- **Instructions to follow**: The data below is to be output in full, unchanged.
= = =
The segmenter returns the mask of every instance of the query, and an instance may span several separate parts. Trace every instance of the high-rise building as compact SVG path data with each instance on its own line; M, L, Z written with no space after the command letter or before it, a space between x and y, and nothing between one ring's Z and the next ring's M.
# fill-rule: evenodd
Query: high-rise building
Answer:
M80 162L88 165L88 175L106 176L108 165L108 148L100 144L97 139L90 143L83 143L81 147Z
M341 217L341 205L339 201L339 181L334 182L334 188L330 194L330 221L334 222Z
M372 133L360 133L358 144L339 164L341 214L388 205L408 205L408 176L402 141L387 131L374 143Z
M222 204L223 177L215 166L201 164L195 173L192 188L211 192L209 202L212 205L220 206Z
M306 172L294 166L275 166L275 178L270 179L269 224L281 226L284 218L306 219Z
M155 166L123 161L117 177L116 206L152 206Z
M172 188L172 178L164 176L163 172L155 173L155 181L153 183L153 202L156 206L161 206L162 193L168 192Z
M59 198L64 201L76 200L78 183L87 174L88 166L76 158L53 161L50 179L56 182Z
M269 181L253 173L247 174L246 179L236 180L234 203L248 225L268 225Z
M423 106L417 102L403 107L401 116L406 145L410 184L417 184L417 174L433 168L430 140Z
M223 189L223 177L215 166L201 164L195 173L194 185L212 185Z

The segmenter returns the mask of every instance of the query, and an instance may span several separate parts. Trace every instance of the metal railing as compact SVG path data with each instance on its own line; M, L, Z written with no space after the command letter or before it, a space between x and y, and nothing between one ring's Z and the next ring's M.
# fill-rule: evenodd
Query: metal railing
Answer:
= = =
- **Exercise answer**:
The segmenter returns the mask of every instance of the query, and an instance may span several separate parts. Trace every instance of the high-rise building as compact SVG path data with each instance on its own line; M, L, Z written with no space after the command letter or before it, a space between x and y, and nothing between one ring's Z and the next ring's M.
# fill-rule: evenodd
Query: high-rise building
Answer:
M80 162L88 165L88 175L106 176L108 165L108 148L100 144L97 139L90 143L83 143L81 147Z
M341 217L341 205L339 201L339 181L334 182L334 188L330 194L330 221L334 222Z
M372 133L360 133L358 144L339 164L341 214L388 205L408 205L408 176L402 141L387 131L374 143Z
M222 204L223 177L215 166L201 164L195 173L192 188L211 192L209 202L212 205L220 206Z
M306 172L294 166L275 166L275 178L270 179L269 224L281 226L284 218L306 219Z
M155 166L123 161L117 177L116 206L152 206Z
M172 188L172 178L164 176L163 172L155 173L155 181L153 183L153 202L156 206L161 206L162 193L168 192Z
M59 198L64 201L76 200L78 183L87 174L88 166L76 158L53 161L50 179L56 182Z
M269 181L253 173L247 174L246 179L236 180L234 203L248 225L268 225Z
M423 106L417 102L403 107L401 116L406 145L410 184L417 184L417 174L433 168L430 140Z
M223 189L223 177L215 166L201 164L195 173L194 185L212 185Z

The segmenter returns the mask of every instance of the query, and an instance may span several separate parts. Trace every instance of the metal railing as compact SVG path data with each instance on its own line; M, L, Z written with no space after the command letter or before it, a space between x and y, and nothing between one ring's Z and the next ring's M.
# fill-rule: evenodd
Query: metal railing
Answer:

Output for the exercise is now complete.